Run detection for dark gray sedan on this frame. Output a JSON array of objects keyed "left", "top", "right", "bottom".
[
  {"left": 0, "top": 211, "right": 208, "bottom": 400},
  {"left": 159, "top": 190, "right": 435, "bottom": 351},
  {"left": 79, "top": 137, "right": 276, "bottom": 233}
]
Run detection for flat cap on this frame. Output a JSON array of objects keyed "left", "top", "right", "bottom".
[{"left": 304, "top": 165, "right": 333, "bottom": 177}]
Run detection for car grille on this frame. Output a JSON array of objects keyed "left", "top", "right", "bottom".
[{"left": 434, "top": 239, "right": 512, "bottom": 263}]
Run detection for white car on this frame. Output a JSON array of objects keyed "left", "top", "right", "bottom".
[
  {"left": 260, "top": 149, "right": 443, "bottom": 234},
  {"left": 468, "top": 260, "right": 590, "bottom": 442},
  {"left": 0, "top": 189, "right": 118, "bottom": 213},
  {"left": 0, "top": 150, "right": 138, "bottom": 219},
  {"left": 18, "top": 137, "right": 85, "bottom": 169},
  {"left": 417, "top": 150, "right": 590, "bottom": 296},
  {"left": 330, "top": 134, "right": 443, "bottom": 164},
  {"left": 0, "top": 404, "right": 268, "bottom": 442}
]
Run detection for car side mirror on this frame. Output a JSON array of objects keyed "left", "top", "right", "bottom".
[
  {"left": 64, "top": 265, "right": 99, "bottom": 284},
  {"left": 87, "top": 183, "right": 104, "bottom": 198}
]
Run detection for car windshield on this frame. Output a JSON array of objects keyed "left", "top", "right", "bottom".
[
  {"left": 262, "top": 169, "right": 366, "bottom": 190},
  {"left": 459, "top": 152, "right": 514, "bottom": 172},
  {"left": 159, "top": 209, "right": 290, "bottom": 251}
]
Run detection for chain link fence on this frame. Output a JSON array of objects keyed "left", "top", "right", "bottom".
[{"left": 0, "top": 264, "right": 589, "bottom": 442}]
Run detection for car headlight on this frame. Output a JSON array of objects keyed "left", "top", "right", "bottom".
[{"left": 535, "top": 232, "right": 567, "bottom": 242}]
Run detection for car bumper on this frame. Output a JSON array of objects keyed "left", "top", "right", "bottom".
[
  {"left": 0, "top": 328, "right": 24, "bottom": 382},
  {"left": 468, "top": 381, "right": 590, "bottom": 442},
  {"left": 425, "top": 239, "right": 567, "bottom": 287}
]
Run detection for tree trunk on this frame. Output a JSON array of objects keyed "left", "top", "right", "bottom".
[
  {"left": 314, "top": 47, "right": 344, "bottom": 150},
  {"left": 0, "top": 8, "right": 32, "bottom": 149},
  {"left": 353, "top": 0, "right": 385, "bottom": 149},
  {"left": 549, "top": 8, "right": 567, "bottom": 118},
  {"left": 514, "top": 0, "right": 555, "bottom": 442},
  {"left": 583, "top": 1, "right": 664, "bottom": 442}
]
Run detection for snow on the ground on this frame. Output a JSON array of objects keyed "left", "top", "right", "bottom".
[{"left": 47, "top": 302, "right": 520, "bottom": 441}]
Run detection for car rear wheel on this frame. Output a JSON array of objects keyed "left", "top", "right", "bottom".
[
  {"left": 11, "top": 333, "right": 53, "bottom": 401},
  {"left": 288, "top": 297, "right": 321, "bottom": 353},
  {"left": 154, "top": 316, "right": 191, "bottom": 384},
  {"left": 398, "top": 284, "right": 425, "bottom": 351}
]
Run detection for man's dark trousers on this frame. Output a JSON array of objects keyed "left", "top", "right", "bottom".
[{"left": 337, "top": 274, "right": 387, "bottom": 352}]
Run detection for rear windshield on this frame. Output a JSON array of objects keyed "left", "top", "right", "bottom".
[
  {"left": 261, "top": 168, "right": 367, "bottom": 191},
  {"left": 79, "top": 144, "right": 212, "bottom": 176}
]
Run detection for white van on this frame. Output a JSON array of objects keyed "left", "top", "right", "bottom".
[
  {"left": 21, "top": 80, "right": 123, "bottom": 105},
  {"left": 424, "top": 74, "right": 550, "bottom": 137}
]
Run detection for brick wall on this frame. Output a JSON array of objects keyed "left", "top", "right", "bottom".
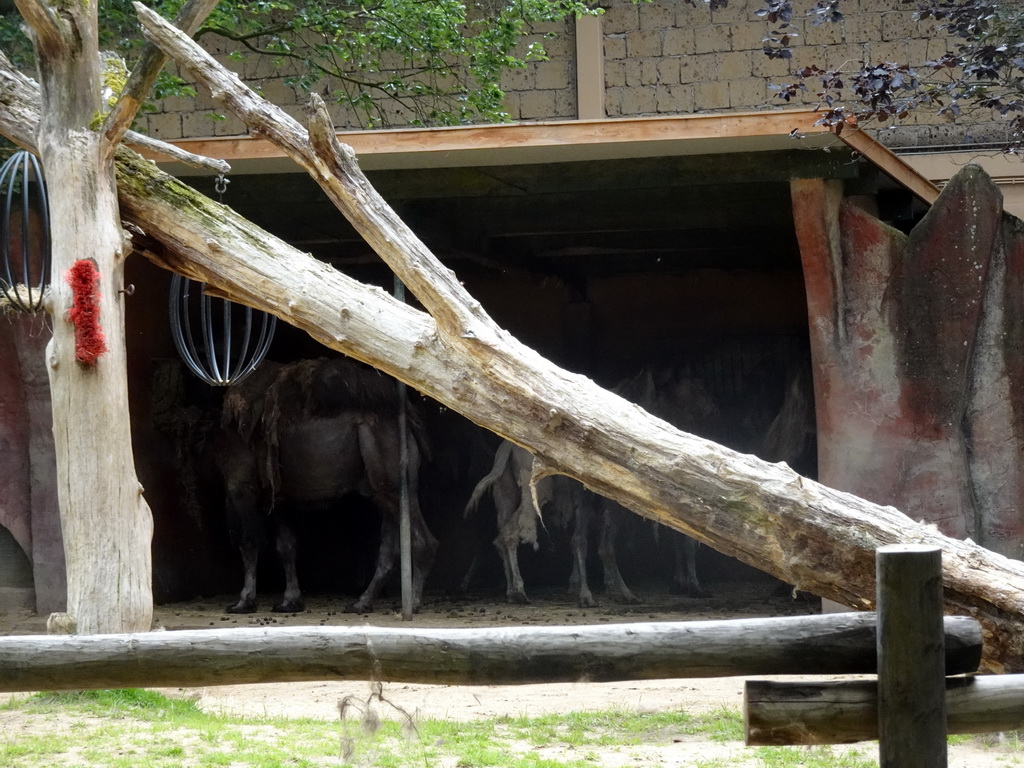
[{"left": 134, "top": 0, "right": 1004, "bottom": 146}]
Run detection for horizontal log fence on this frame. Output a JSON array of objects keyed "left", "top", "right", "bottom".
[
  {"left": 744, "top": 675, "right": 1024, "bottom": 746},
  {"left": 0, "top": 613, "right": 982, "bottom": 691},
  {"left": 0, "top": 546, "right": 1024, "bottom": 768}
]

+ + + +

Convert the listing above into a JSON list of strings, with one string for each line and blank lines omitted. Include every line of the listing except the pictures.

> **Response for this exercise**:
[
  "Run detection for dark gray sedan on this frame. Output a JSON array of objects keyed \"left\", \"top\", \"right\", \"bottom\".",
  "[",
  "  {\"left\": 0, \"top\": 211, \"right\": 208, \"bottom\": 400},",
  "  {\"left\": 159, \"top\": 190, \"right\": 435, \"bottom\": 351},",
  "  {\"left\": 79, \"top\": 137, \"right\": 276, \"bottom\": 233}",
  "]",
  "Run detection for flat cap on this frame. Output a JSON array of objects keyed \"left\", \"top\", \"right\", \"bottom\".",
  "[{\"left\": 304, \"top\": 165, \"right\": 333, \"bottom\": 177}]",
  "Run detection for car grille on this frame. Output a JSON array of objects keyed \"left\", \"top\", \"right\", \"bottom\".",
  "[{\"left\": 434, \"top\": 239, \"right\": 512, \"bottom\": 263}]",
  "Run detection for white car on this frame. Output a JSON array of objects keyed \"left\", \"top\", \"right\", \"bottom\".",
  "[",
  "  {\"left\": 260, \"top\": 149, \"right\": 443, \"bottom\": 234},",
  "  {\"left\": 468, \"top\": 260, \"right\": 590, \"bottom\": 442},",
  "  {\"left\": 0, \"top\": 189, \"right\": 118, \"bottom\": 213},",
  "  {\"left\": 0, \"top\": 150, \"right\": 138, \"bottom\": 219},",
  "  {\"left\": 18, \"top\": 137, \"right\": 85, \"bottom\": 169},",
  "  {\"left\": 417, \"top\": 150, \"right\": 590, \"bottom\": 296},",
  "  {\"left\": 330, \"top\": 134, \"right\": 443, \"bottom\": 164},",
  "  {\"left\": 0, \"top\": 404, \"right\": 268, \"bottom\": 442}",
  "]",
  "Run detection for car side mirror on this frame. Output a JSON array of objects keyed \"left\", \"top\", \"right\", \"bottom\".",
  "[",
  "  {\"left\": 64, \"top\": 265, \"right\": 99, \"bottom\": 284},",
  "  {\"left\": 87, \"top\": 183, \"right\": 104, \"bottom\": 198}",
  "]",
  "Run detection for car windshield on this frame. Output a JSON array of objects keyed \"left\", \"top\", \"right\", \"bottom\".",
  "[",
  "  {\"left\": 262, \"top\": 169, \"right\": 366, \"bottom\": 190},",
  "  {\"left\": 459, \"top\": 152, \"right\": 514, \"bottom\": 172},",
  "  {\"left\": 159, \"top\": 209, \"right\": 290, \"bottom\": 251}",
  "]",
  "Run detection for chain link fence on this frame. Output a JSON array of objects keyed \"left\", \"top\", \"right\", \"bottom\".",
  "[{\"left\": 0, \"top\": 264, \"right\": 589, \"bottom\": 442}]",
  "Run detection for car headlight on this frame. Output a JSON array of objects keyed \"left\", \"top\", \"right\", \"bottom\".",
  "[{\"left\": 535, \"top\": 232, \"right\": 567, \"bottom\": 242}]",
  "Run detection for car bumper on this frame. Output a JSON array of objects keyed \"left\", \"top\", \"right\", \"bottom\".",
  "[",
  "  {\"left\": 0, \"top\": 328, \"right\": 24, \"bottom\": 382},",
  "  {\"left\": 468, \"top\": 381, \"right\": 590, \"bottom\": 442},",
  "  {\"left\": 425, \"top\": 239, \"right\": 567, \"bottom\": 287}",
  "]",
  "Run detection for tree trunk on this frame. Output a JSON array of objects keyed \"left\", \"top\", \"right\", \"bottom\".",
  "[",
  "  {\"left\": 314, \"top\": 47, \"right\": 344, \"bottom\": 150},",
  "  {\"left\": 0, \"top\": 8, \"right\": 32, \"bottom\": 149},",
  "  {\"left\": 353, \"top\": 0, \"right\": 385, \"bottom\": 149},",
  "  {\"left\": 549, \"top\": 8, \"right\": 567, \"bottom\": 118},",
  "  {\"left\": 514, \"top\": 0, \"right\": 555, \"bottom\": 442},",
  "  {\"left\": 583, \"top\": 1, \"right\": 664, \"bottom\": 442}",
  "]",
  "Run detection for snow on the ground on this frame. Output a JSON array of objects keyed \"left\", \"top\", \"right\", \"bottom\".",
  "[{\"left\": 47, \"top\": 302, \"right\": 520, \"bottom\": 441}]",
  "Run detection for car rear wheel on this frame. Output a JSON array of objects keyed \"left\", \"top\", \"right\", \"bottom\".",
  "[",
  "  {\"left\": 11, \"top\": 333, \"right\": 53, \"bottom\": 401},",
  "  {\"left\": 288, \"top\": 297, \"right\": 321, \"bottom\": 353},",
  "  {\"left\": 154, \"top\": 316, \"right\": 191, \"bottom\": 384},",
  "  {\"left\": 398, \"top\": 284, \"right\": 425, \"bottom\": 351}",
  "]",
  "Run detection for man's dark trousers on this frame. Output a JSON array of objects keyed \"left\", \"top\", \"right\", \"bottom\".",
  "[{\"left\": 337, \"top\": 274, \"right\": 387, \"bottom\": 352}]",
  "Run detection for rear windshield on this frame. Output a JSON array of objects keyed \"left\", \"top\", \"right\", \"bottom\".",
  "[",
  "  {\"left\": 261, \"top\": 168, \"right\": 367, \"bottom\": 191},",
  "  {\"left\": 79, \"top\": 144, \"right\": 212, \"bottom\": 176}",
  "]",
  "Run detection for white van on this frame. Output a JSON array of objects keyed \"left\", \"top\", \"right\", \"bottom\".",
  "[",
  "  {\"left\": 21, \"top\": 80, \"right\": 123, \"bottom\": 105},",
  "  {\"left\": 424, \"top\": 74, \"right\": 550, \"bottom\": 137}",
  "]",
  "Run detection for brick wall on this frame. Output a JSON array of objects keyed \"left\", \"top\", \"right\", \"bottom\".",
  "[{\"left\": 134, \"top\": 0, \"right\": 1004, \"bottom\": 146}]",
  "Run detection for horizontal log fence on this frame. Output a JSON array of objects keyed \"left\", \"top\", \"right\", \"bottom\".",
  "[",
  "  {\"left\": 744, \"top\": 675, \"right\": 1024, \"bottom\": 746},",
  "  {\"left\": 0, \"top\": 613, \"right\": 982, \"bottom\": 691},",
  "  {\"left\": 0, \"top\": 546, \"right\": 1024, \"bottom\": 768}",
  "]"
]